» **Instructions for the task**: Repeat verbatim the lines below, from the line with "Note. One marker is placed on each instance of the path" up to and including the line with "[(514, 225), (217, 208)]". Leave the pictures out.

» **Excerpted records**:
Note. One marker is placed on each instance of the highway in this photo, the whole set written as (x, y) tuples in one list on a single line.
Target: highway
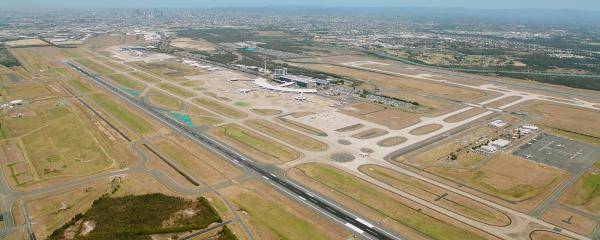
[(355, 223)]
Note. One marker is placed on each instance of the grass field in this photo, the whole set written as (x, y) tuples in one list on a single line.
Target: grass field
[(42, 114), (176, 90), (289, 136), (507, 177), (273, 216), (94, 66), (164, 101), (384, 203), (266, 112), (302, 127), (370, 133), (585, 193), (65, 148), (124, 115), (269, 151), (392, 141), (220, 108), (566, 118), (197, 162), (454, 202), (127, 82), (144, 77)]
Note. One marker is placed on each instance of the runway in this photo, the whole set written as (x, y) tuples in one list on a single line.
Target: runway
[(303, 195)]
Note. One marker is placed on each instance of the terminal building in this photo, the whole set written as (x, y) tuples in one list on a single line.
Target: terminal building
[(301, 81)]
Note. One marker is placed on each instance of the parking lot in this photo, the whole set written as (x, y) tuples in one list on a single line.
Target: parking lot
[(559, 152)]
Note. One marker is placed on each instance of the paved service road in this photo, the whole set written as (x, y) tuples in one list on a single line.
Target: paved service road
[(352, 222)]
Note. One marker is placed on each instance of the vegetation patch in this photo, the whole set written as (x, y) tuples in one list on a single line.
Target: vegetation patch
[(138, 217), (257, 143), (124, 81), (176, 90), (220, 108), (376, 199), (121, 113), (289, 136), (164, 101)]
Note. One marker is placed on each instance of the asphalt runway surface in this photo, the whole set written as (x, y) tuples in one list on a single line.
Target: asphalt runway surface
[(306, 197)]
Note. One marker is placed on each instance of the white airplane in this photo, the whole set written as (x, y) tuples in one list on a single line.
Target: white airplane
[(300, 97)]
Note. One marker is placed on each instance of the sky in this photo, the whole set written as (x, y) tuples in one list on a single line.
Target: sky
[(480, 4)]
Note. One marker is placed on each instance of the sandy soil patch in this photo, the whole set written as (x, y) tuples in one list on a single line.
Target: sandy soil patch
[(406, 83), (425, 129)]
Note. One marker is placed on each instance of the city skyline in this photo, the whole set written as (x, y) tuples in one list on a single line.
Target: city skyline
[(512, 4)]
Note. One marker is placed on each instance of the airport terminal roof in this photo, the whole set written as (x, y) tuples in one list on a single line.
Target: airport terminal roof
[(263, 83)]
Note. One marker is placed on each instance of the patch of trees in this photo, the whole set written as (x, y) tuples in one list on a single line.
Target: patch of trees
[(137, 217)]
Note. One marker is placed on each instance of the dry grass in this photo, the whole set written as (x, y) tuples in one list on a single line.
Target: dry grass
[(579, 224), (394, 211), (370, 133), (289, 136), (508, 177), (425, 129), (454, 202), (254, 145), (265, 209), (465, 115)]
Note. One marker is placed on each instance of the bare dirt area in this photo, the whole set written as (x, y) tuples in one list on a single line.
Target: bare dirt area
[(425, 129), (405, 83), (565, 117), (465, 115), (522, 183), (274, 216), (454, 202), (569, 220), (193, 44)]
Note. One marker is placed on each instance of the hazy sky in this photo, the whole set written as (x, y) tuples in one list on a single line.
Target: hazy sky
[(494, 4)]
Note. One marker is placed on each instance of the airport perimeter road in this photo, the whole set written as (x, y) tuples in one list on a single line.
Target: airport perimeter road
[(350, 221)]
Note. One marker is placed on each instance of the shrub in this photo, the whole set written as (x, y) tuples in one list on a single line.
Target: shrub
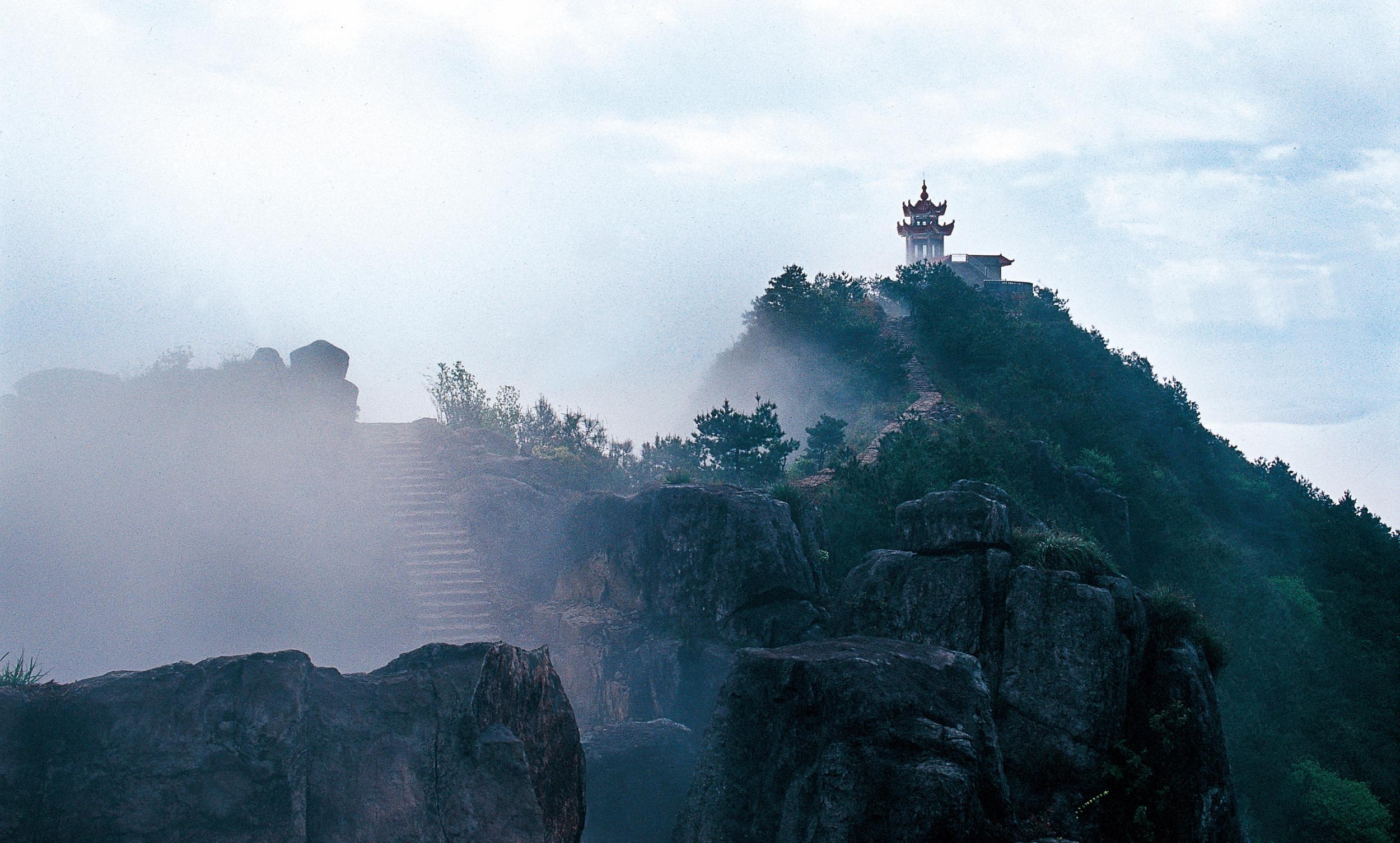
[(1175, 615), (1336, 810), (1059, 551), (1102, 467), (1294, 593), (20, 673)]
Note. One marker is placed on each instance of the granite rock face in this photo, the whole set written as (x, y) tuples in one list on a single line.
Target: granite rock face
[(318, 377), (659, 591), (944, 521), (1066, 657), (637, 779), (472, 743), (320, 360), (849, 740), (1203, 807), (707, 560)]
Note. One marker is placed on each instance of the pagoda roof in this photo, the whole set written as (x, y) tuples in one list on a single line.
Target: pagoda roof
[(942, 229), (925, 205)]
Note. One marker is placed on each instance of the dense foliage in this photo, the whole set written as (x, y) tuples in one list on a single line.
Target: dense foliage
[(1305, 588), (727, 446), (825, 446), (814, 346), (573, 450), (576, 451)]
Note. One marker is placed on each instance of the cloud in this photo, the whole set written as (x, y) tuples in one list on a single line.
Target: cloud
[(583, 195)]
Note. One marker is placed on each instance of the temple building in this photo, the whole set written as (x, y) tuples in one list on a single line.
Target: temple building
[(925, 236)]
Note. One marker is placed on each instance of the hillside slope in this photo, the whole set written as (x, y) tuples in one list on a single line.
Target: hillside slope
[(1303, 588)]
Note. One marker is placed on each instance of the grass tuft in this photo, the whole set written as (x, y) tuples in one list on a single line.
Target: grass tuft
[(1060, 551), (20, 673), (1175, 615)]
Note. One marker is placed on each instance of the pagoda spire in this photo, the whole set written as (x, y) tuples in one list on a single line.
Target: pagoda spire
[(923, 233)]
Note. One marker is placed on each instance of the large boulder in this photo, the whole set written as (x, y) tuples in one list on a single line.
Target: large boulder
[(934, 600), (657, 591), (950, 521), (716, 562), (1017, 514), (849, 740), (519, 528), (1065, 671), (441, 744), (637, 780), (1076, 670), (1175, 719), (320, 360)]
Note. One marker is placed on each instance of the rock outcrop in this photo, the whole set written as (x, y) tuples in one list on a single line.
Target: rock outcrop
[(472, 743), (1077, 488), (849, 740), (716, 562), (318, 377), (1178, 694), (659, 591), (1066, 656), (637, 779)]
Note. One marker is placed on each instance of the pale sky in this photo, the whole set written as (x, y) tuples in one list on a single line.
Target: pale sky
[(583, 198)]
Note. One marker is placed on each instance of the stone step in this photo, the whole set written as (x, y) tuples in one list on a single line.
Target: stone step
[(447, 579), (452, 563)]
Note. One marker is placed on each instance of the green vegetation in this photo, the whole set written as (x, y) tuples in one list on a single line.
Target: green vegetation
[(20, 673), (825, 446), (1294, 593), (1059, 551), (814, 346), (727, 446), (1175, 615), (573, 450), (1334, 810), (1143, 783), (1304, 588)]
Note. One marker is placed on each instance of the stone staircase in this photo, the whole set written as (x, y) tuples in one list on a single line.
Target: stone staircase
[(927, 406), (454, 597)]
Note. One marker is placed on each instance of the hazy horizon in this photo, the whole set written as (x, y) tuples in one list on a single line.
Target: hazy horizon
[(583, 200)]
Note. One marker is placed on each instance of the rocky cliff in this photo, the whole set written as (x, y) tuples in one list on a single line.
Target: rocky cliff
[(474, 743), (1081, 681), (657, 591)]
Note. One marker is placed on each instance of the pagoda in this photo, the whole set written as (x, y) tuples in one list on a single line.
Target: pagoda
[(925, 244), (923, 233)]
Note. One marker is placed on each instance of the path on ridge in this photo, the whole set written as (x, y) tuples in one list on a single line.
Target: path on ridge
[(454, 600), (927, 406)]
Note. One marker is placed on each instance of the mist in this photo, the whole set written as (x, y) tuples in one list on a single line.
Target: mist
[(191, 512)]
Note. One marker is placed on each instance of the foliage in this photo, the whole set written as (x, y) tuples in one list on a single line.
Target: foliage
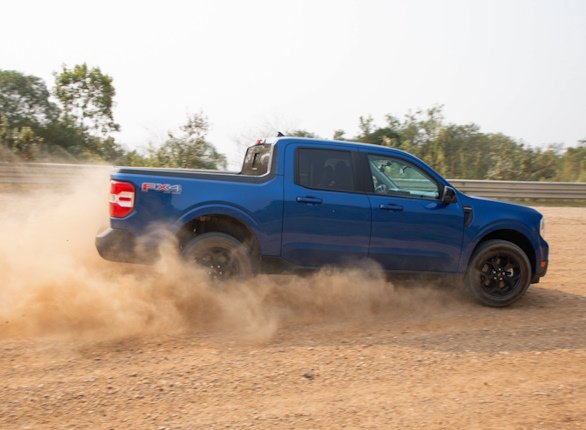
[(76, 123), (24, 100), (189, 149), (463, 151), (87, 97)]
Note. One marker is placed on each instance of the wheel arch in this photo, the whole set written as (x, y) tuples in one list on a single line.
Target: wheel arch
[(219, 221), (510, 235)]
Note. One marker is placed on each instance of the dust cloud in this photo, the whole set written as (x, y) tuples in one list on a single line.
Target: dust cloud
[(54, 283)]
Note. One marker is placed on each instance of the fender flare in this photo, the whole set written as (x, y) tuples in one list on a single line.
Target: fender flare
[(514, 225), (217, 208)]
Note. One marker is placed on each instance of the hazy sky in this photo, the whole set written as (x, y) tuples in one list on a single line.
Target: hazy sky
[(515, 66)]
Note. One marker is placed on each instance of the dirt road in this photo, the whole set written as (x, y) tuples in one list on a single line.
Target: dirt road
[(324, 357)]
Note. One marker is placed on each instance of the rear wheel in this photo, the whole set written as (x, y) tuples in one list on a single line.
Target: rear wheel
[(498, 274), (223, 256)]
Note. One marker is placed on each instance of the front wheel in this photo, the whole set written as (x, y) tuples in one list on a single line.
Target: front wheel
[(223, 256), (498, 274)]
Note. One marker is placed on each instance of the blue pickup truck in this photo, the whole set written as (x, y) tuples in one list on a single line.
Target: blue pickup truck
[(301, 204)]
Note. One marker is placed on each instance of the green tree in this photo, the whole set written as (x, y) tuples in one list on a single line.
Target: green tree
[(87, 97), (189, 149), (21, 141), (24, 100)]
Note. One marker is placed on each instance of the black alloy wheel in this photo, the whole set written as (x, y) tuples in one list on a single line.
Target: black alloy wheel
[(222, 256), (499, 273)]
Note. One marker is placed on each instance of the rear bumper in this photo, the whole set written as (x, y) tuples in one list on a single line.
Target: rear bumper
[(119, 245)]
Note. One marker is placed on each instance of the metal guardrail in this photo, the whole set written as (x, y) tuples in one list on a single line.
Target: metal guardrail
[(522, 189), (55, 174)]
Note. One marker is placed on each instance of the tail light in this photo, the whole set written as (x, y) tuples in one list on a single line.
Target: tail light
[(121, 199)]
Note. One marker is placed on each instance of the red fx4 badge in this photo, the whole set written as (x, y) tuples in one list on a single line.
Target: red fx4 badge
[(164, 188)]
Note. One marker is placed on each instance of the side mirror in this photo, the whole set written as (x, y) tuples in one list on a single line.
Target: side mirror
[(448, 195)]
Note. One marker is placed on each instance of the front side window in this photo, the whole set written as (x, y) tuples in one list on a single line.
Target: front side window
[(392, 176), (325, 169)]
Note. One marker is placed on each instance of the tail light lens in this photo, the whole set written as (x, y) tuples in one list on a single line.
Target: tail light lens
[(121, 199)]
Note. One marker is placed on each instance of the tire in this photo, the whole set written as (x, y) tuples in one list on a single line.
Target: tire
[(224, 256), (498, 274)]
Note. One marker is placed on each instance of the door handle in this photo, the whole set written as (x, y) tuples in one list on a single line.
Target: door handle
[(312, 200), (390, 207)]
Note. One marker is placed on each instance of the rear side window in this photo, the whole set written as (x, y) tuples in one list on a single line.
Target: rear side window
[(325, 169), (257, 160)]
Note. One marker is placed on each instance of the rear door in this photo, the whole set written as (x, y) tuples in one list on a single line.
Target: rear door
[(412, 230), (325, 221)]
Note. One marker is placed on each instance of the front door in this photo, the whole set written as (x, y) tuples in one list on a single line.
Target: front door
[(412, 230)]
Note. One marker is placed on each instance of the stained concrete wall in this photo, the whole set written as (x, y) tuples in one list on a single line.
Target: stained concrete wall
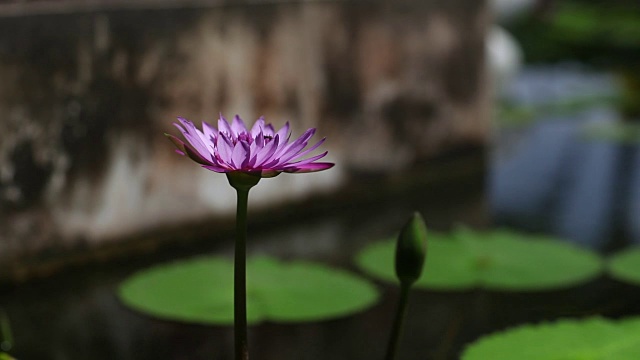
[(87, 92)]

» **Written answer**:
Note. One marker is placed on each instance of the path on ridge in this photo, the whole set written as (x, y) tuples in one list on a single line.
Target: path on ridge
[(454, 600), (927, 406)]
Note. One marker is placed on each instance of the mist in this photo, the whole set written as (x, y) tuples in one list on a single line.
Target: mist
[(191, 512)]
Note. One marker is placed on each instance of the foliage in this photo, the whole set written as (x, y) tuples in one list on a single line.
Target: foliage
[(76, 123), (24, 100), (189, 149), (463, 151), (87, 97)]
Note. One marker is placed on each instance of the wheel arch in this photo, the whole set written as (x, y) tuples in one list on a single line.
Target: wheel arch
[(219, 221), (510, 235)]
Note. One marker is placed on each instance of the dust cloud in this photo, the whole set written as (x, y) tuples in one list on a single line.
Target: dust cloud
[(54, 283)]
Note. One marker is placed on each instance of the fender flare in this photo, the whole set written as (x, y) tuples in one list on a single line.
Target: fender flare
[(514, 225), (217, 208)]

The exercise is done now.